### Text for analysis
Atlas-Chat-27B: Advanced Darija Language Model
Atlas-Chat-27B is the largest model in the Atlas-Chat family, developed by MBZUAI France Lab as part of the Jais initiative. This 27 billion parameter model is instruction-tuned specifically for Darija, the colloquial Arabic of Morocco, building upon the Gemma 2 architecture. It aims to make advanced AI accessible to Darija speakers and promote innovation in this low-resource language.
Key Capabilities
- Darija Language Generation: Excels in producing fluent and contextually rich Moroccan Darija text.
- Instruction-Following: Designed for various applications including question answering, summarization, and translation in Darija.
- Resource-Efficient Deployment: Despite its size, it's optimized for deployment in environments like laptops, desktops, or personal cloud setups.
- Multilingual Adaptation: Trained on diverse datasets, including synthetic instructions tailored to Moroccan culture, public Moroccan Arabic datasets, and translated English/multilingual instruction-tuning datasets.

### Using the information
(a) Name each capability listed under "Key Capabilities" in the Atlas-Chat-27B description.
(b) According to the Atlas-Chat-27B description, which architecture is the model built on?
(c) Carry on the Atlas-Chat-27B description from its final line.

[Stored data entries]

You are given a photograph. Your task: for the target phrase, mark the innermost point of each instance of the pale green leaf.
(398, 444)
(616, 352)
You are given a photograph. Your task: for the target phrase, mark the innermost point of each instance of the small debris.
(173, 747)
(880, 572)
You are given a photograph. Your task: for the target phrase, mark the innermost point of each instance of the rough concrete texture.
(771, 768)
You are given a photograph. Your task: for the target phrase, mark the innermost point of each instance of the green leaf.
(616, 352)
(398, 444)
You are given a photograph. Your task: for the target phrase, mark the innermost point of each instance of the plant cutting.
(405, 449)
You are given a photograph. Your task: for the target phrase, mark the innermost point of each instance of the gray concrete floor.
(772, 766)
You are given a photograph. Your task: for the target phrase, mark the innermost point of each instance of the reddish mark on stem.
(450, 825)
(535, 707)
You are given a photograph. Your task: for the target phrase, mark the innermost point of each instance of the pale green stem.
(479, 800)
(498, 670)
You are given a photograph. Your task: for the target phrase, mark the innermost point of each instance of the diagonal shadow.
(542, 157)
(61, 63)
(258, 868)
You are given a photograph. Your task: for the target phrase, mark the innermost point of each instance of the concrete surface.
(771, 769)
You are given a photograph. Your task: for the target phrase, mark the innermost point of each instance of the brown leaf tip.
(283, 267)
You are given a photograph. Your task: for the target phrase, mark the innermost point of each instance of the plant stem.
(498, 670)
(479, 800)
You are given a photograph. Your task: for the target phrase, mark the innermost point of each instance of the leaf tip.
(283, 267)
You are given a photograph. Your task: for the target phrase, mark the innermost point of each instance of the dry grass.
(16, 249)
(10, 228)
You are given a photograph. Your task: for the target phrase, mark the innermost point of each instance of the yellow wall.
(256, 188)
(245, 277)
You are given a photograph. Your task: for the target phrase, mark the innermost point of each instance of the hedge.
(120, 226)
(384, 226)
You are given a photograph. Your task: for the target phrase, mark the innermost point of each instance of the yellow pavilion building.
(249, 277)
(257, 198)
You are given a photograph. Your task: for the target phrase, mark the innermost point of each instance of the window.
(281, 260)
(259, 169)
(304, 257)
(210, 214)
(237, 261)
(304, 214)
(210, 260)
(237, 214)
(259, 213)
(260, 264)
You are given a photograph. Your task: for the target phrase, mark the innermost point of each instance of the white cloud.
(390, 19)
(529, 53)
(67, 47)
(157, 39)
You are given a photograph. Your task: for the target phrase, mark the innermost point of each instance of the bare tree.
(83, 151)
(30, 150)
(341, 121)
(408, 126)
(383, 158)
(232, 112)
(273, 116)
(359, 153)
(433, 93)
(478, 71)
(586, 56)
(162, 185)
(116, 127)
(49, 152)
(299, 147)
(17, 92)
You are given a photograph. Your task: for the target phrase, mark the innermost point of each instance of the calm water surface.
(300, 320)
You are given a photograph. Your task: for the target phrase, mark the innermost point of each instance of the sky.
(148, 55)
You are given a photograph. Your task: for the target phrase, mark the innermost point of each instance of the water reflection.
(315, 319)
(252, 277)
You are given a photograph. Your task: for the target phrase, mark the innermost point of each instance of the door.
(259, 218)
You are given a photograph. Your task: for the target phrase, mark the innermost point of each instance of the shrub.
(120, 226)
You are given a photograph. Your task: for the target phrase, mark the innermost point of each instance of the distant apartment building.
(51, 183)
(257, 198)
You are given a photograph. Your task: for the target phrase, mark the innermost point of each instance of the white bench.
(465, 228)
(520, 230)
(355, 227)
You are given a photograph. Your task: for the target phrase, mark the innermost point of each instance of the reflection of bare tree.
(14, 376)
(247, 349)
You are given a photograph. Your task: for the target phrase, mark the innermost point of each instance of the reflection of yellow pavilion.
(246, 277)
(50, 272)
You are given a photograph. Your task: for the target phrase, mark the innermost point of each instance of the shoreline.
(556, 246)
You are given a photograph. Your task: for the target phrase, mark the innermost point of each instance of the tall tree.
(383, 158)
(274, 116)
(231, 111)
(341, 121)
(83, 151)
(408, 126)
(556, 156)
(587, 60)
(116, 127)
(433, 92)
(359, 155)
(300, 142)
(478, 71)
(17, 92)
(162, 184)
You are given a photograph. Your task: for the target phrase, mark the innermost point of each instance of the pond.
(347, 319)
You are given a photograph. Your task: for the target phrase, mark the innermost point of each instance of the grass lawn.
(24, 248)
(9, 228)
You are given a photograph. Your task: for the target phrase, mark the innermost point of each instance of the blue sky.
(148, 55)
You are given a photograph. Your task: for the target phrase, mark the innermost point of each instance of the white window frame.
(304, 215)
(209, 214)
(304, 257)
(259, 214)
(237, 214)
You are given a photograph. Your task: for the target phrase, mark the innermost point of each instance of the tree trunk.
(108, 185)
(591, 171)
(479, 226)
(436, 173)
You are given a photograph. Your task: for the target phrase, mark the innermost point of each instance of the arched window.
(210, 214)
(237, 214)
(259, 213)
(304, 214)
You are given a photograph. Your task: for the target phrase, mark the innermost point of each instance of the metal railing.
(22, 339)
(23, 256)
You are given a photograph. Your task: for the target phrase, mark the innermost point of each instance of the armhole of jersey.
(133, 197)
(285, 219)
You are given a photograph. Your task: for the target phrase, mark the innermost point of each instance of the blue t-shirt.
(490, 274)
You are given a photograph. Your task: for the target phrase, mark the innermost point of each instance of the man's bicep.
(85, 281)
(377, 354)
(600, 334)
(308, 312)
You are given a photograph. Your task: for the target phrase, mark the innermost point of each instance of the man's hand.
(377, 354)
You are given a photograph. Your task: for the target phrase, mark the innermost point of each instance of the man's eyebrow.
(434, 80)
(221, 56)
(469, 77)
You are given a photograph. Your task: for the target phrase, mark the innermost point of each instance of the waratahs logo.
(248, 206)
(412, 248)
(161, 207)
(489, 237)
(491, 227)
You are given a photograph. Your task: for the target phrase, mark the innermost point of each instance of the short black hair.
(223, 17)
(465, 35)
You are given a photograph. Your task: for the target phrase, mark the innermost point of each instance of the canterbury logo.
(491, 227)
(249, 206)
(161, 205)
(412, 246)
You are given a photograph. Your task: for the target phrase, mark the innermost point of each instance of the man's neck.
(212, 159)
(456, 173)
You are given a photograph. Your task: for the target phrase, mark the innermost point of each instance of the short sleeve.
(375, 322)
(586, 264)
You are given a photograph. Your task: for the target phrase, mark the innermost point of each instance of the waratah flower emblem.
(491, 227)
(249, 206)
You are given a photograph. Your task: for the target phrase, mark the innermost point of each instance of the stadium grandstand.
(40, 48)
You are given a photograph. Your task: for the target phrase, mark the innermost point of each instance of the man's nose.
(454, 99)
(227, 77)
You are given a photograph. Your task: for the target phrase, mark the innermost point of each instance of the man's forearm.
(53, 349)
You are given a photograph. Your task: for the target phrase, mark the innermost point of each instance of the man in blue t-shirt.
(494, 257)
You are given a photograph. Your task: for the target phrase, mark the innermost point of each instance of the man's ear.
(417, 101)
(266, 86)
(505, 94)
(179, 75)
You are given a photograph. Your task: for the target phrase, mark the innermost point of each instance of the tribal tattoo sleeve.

### Answers for this exercise
(a) Darija Language Generation, Instruction-Following, Resource-Efficient Deployment, Multilingual Adaptation

(b) Gemma 2

(c)
Performance Highlights
Atlas-Chat-27B demonstrates strong performance across Darija-specific benchmarks, consistently outperforming other models in its class. For instance, it achieves 61.95 on DarijaMMLU, 48.37 on DarijaHellaSwag, and 75.67 on Belebele Ary. In standard NLP tasks, it shows significant results in translation (e.g., 29.55 BLEU on DODa-10k) and transliteration (33.03 BLEU on DODa-10k), as well as strong summarization and sentiment analysis capabilities.
Intended Use Cases
- Developing conversational agents and chatbots that operate in Darija.
- Facilitating translation, summarization, and content generation in informal Moroccan dialect.
- Supporting cultural research related to Morocco and its language.